Passage for review —
--- START ---
Maybe it’s because I don’t worry very much about my lawn, but it would never cross my mind to weed or spray dandelions. They come, they go and I just mow them down. But dandelions were one of the first phenology clues I learned; the arrival of dandelions means it’s time to plant potatoes.
Penology is the study of regular occurring cycles in nature (like the blooming of dandelions) and their relationships with each other. You can learn more about phenology in general at the National Phenology Network. My interest has mainly been in signs of when to plant what and when to prepare for pest problems. For instance, squash vine borers lay their eggs about the same time that chicory blooms. Some of the readers of my other blog have clued me into more phenological clues. And if you’d like, you can even help the scientists at Project BudBurst track changes,
So dandelions are actually good new, if you love potatoes – and who doesn’t. Potatoes are super easy to grow, but they require a bit of faith since you never know what’s going on underground while you wait to harvest. I’ve found the easiest way to grow potatoes is to use a large container like a half whiskey barrel or a clean garbage can with drainage holes. Simply put a few inches of soil in the container, add the potato pieces and cover with a few more inches of soil. Water well and as the vines grow, keep covering them with soil so that only 2–4 inches remains about ground. You’ll get potatoes all along the covered stems. Harvest the whole batch when the stems start to die back. Cornell Cooperative Extension has more tips for growing potatoes at home.
--- END ---
[Dataset items]
--- START ---
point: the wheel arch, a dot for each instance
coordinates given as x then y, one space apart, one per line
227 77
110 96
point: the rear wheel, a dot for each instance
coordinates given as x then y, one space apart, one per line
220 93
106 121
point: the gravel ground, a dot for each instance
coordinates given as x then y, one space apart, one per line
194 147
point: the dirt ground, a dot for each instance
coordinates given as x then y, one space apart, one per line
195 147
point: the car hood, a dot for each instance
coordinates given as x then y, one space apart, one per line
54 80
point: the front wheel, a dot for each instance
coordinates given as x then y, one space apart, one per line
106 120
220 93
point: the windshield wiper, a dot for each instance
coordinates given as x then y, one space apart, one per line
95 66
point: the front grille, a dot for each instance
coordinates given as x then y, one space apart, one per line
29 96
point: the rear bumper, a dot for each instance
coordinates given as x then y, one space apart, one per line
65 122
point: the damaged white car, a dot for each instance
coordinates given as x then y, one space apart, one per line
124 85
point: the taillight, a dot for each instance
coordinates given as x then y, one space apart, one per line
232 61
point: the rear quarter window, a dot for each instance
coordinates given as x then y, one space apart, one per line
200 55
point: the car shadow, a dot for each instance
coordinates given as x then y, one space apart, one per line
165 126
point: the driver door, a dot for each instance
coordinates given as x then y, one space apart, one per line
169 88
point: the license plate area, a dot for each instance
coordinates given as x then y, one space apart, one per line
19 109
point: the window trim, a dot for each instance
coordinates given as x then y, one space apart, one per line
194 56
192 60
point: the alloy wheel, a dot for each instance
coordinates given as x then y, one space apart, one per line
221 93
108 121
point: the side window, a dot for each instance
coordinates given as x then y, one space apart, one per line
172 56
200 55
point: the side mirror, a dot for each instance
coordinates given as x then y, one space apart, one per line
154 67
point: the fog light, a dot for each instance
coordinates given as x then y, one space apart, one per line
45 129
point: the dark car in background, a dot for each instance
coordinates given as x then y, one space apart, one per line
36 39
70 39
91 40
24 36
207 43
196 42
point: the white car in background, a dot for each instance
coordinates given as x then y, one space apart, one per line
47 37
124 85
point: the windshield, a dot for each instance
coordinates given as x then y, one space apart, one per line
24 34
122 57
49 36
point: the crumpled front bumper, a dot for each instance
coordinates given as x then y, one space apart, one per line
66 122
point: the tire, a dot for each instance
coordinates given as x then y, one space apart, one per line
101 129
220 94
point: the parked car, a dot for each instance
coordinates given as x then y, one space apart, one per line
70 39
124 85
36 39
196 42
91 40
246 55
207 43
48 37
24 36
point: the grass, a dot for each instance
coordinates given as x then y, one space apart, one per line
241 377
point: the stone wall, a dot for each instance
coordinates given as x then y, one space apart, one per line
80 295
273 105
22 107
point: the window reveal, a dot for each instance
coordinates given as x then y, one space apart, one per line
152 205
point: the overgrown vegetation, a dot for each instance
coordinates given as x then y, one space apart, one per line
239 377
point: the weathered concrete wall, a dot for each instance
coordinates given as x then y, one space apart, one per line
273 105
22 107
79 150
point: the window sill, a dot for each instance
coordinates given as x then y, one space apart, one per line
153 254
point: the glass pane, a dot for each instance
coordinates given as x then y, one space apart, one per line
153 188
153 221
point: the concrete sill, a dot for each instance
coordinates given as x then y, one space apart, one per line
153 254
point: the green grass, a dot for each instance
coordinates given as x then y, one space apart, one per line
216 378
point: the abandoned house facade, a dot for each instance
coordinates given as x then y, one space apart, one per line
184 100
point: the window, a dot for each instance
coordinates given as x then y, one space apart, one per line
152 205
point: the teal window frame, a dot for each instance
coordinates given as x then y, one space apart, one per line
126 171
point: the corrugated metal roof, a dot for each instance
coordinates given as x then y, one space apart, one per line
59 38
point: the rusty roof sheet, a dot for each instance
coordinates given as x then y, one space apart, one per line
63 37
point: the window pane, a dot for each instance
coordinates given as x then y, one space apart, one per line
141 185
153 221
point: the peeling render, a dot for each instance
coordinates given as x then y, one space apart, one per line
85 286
--- END ---
Questions —
1. Reproduce everything in the passage on dandelions and potatoes from "Maybe it’s because" down to "to plant potatoes.".
2. Resume the passage on dandelions and potatoes from where it stops.

Written responses —
1.
Maybe it’s because I don’t worry very much about my lawn, but it would never cross my mind to weed or spray dandelions. They come, they go and I just mow them down. But dandelions were one of the first phenology clues I learned; the arrival of dandelions means it’s time to plant potatoes.

2.
Potatoes store very well, so don’t be afraid you’ll grow too many to use. And you can grow varieties that aren’t available locally, like creamy ‘German Butterball’ or the heirloom ‘Peruvian Purple’ potatoes shown here. They hold their blue color, even when cooked. So forget about dandelions in your lawn and get yourself a barrel to grow some potatoes. One word of caution, they can carry the spores for late blight, so always plant certified disease free seed potatoes.